▶ REQUIRED TASK 1
Rewrite the stretch of the passage on the pupil ratio from "Projection Magnification The" through "follows Kingslake (1992)", substituting "lens" for "pinhole".
▶ REQUIRED TASK 2
Decide whether each statement below agrees with the passage on the pupil ratio. Answer yes or no for each, and quote the words of the passage that settle it.
(a) The focus measure is applied to images of a small aperture calibration pattern.
(b) The negative solution of Eq. 21 is discarded.
(c) The DoF is assumed to be a parallel plane.

Equation 18 can be rearranged as a quadratic function of $p_i$ by substituting Eq. 19:

$$\begin{aligned} \frac{F_i}{f_{\infty }} \sqrt{\frac{b_{\infty }}{b_i}} p_i^2 - p_i - m_i = 0. \end{aligned}$$

(20)

The value of $p_i$ when $u_2 < u_1$ is given by the roots of Eq. 20.

$$\begin{aligned} p_i = \frac{f_{\infty }}{2F_i\sqrt{\frac{b_{\infty }}{b_i}}} \left( 1 \pm \sqrt{1 + \frac{4F_im_i}{f_{\infty }} \sqrt{\frac{b_{\infty }}{b_i}}} \right) . \end{aligned}$$

(21)

By definition, $b_\infty > b_i$ and $F_i > f_\infty $. As a result, the discriminant of Eq. 21 will always be greater than 1 which would render a negative solution. This is therefore discarded, leaving the single positive solution of $p_i$,

$$\begin{aligned} p_i = \frac{f_{\infty }}{2F_i\sqrt{\frac{b_{\infty }}{b_i}}} \left( 1 + \sqrt{1 + \frac{4F_im_i}{f_{\infty }} \sqrt{\frac{b_{\infty }}{b_i}}} \right) . \end{aligned}$$

(22)

Note here that Eq. 22 is only defined for $p_i < 1$. A similar derivation can be made for $u_2 > u_1$ by removing $p_i$ from Eq. 15. Conversely, in this case $p_i \ge 1$:

$$\begin{aligned} p_i = \frac{m_i}{\frac{F_i}{f_\infty }\sqrt{\frac{b_{\infty }}{b_i}} - 1}. \end{aligned}$$

(23)

Equations 22 and 23 represent a piecewise function describing the pupil ratio. The choice of either one when calculating $p_i$ is simply a case of whichever one gives a valid solution. See Appendix 1 for a proof that only one of these solutions is always valid. The only unknown here is $m_i$, which we derive next.

Projection Magnification The magnification $m_i$ in this context is the ratio of the object size in the scene to the projection of that object on the camera sensor. For a given focus setting, this is found by first finding the focusing distance $d_i$. This is the distance from the camera pinhole to the centre of the DoF. $m_i$ and $d_i$ are related as follows Kingslake (1992)

$$\begin{aligned} m_i = \frac{F_i}{d_i}. \end{aligned}$$

(24)

To calculate $d_i$, we apply the Sum Modified Laplacian (SML) Nayar and Nakagawa (1994) focus measure to the large aperture calibration pattern images captured in Sect. 4.1. Since the poses of the patterns are known, feature points on the calibration plane can be sampled and the distance to the camera found. Regions where a high response is measured indicates an area in-focus. Assuming the DoF is a parallel plane, samples from multiple calibration images can be collected to improve robustness. The weighted mean of the distribution above a threshold gives the value of $d_i$, from which $m_i$ is found.

▶ DATA SHOWN
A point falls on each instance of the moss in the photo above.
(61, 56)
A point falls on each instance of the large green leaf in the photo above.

* * *

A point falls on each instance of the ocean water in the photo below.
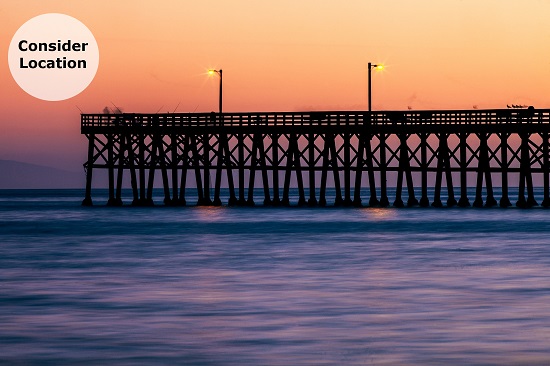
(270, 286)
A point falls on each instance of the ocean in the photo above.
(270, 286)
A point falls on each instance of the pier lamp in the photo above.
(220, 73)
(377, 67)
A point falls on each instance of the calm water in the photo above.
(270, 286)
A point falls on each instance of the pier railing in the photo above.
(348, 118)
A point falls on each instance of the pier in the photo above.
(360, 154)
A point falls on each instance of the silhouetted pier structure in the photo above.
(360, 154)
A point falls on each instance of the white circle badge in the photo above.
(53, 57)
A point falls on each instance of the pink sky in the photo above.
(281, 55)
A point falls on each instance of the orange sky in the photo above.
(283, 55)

▶ WORKED ANSWER 1
Projection Magnification The magnification $m_i$ in this context is the ratio of the object size in the scene to the projection of that object on the camera sensor. For a given focus setting, this is found by first finding the focusing distance $d_i$. This is the distance from the camera lens to the centre of the DoF. $m_i$ and $d_i$ are related as follows Kingslake (1992)

▶ WORKED ANSWER 2
(a) No: "the large aperture calibration pattern images captured in Sect. 4.1"
(b) Yes: "This is therefore discarded, leaving the single positive solution"
(c) Yes: "Assuming the DoF is a parallel plane"